DATA PROVIDED below:

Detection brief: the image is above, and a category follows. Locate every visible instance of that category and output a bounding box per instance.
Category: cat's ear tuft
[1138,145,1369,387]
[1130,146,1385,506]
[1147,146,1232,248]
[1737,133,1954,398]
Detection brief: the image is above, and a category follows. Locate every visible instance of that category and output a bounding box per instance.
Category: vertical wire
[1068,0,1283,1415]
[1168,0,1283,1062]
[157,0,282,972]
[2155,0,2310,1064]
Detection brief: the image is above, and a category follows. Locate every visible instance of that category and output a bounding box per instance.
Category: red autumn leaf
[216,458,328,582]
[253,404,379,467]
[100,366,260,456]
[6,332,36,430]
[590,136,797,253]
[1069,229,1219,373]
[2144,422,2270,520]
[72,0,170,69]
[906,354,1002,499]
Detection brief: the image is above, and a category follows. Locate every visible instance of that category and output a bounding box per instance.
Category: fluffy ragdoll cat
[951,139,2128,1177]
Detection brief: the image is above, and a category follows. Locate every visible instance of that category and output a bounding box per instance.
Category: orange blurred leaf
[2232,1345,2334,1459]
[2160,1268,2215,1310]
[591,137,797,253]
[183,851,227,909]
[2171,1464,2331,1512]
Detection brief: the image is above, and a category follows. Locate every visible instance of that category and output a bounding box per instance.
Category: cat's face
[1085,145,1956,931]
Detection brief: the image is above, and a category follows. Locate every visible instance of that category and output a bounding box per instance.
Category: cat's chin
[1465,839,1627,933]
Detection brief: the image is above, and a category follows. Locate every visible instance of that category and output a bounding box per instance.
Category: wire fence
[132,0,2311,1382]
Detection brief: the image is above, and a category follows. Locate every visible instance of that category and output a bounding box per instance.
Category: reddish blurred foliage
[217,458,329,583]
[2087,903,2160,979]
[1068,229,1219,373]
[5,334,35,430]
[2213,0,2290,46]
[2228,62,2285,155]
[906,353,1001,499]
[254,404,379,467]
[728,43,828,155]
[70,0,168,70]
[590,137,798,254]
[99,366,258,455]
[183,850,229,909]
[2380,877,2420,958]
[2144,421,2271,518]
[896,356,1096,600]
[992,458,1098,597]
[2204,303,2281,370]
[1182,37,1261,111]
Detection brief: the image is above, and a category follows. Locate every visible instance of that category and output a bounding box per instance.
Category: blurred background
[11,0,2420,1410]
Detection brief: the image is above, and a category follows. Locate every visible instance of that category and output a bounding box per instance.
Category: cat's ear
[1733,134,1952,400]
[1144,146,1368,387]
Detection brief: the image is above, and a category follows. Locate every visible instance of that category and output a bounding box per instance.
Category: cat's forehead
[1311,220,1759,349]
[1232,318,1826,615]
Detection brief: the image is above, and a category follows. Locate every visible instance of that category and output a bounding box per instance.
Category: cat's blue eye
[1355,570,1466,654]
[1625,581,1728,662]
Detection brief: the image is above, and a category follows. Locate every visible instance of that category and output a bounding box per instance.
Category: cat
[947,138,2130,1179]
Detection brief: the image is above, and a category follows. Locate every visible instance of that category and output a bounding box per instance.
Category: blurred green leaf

End of DATA PROVIDED.

» WHAT YOU NEED TO DO:
Give the entries again in full, with nothing changed.

» RESPONSE TO THIS TASK:
Detection brief: the image is above, and a category follows. Locate every visible instance of that category and output a bounding box per instance.
Category: cat's ear tuft
[1138,145,1369,387]
[1130,146,1385,506]
[1147,146,1232,248]
[1737,133,1954,398]
Detection brief: the image is above, and a category follows. Locate every visible instance of that category and output a bounding box per instance.
Category: vertical wire
[1068,0,1283,1415]
[1168,0,1283,1062]
[157,0,282,972]
[2155,0,2310,1064]
Detection brief: the image is above, and a category follows. Locate every visible instance of that category and output a bounding box per instance.
Category: red autumn leaf
[216,458,328,582]
[253,404,379,467]
[100,366,260,456]
[6,332,36,430]
[590,136,797,253]
[1069,229,1219,373]
[2144,422,2270,520]
[72,0,170,69]
[906,354,1002,499]
Detection brief: the image is above, and a category follows. Locate every visible instance of that category and output a bounding box per instance.
Category: fluffy ragdoll cat
[951,139,2128,1177]
Detection brief: the image is above, and a category follows. Locate every visible instance of that category and output a bounding box per instance.
Category: orange blurred leaf
[2232,1345,2334,1459]
[2160,1268,2215,1310]
[591,137,797,253]
[183,851,227,909]
[2171,1464,2331,1512]
Detection brief: the image is above, and a category follows. Locate every visible instance of that category and output a bounding box per instance.
Category: cat's face
[1085,145,1956,931]
Detection brief: the image is above, and a category follows. Locate every visible instance of that category and output a bounding box per instance.
Category: cat's chin
[1465,839,1627,933]
Detection brief: the image is above, and a category follows. Locate every visible instance of that category and output a bounding box per instance.
Category: wire fence
[132,0,2311,1382]
Detection brief: the image is above, and a category follows. Locate every visible instance of that category and output a bounding box per instance.
Category: reddish blurred foliage
[217,458,329,583]
[2087,903,2160,979]
[1068,229,1219,373]
[5,334,35,430]
[2213,0,2290,46]
[2228,62,2285,155]
[906,353,1001,499]
[254,404,379,467]
[728,43,828,155]
[70,0,168,70]
[590,137,798,254]
[99,366,258,455]
[183,850,229,909]
[2380,877,2420,958]
[2144,421,2271,518]
[896,356,1096,600]
[992,458,1098,597]
[2204,303,2281,370]
[1182,37,1261,111]
Detection brief: the image is above, and a category follows. Locate every visible instance of that category and output a bounding box per instance.
Category: blurred background
[11,0,2420,1410]
Detection brief: the image is above, and a category follows. Locate every visible instance of that category and output a bounding box per instance.
Category: cat's ear
[1733,134,1952,400]
[1144,146,1368,387]
Detection brief: the image is above, and a category follows. Locate every visible instance of that category and output a bounding box per instance.
Category: cat's forehead
[1311,220,1759,349]
[1232,318,1826,615]
Detection brief: the image is above, and a category follows. Locate every visible instance of that category and output a bounding box per instance.
Category: cat's blue eye
[1355,570,1466,654]
[1625,581,1728,662]
Detection brief: the image is above, and a category follows. Locate every visible instance of that category and output a bounding box per instance.
Category: cat
[947,138,2130,1179]
Detection brief: the image is above, and a category follows. Locate every visible instance of that category and output a bounding box per instance.
Category: blurred green leaf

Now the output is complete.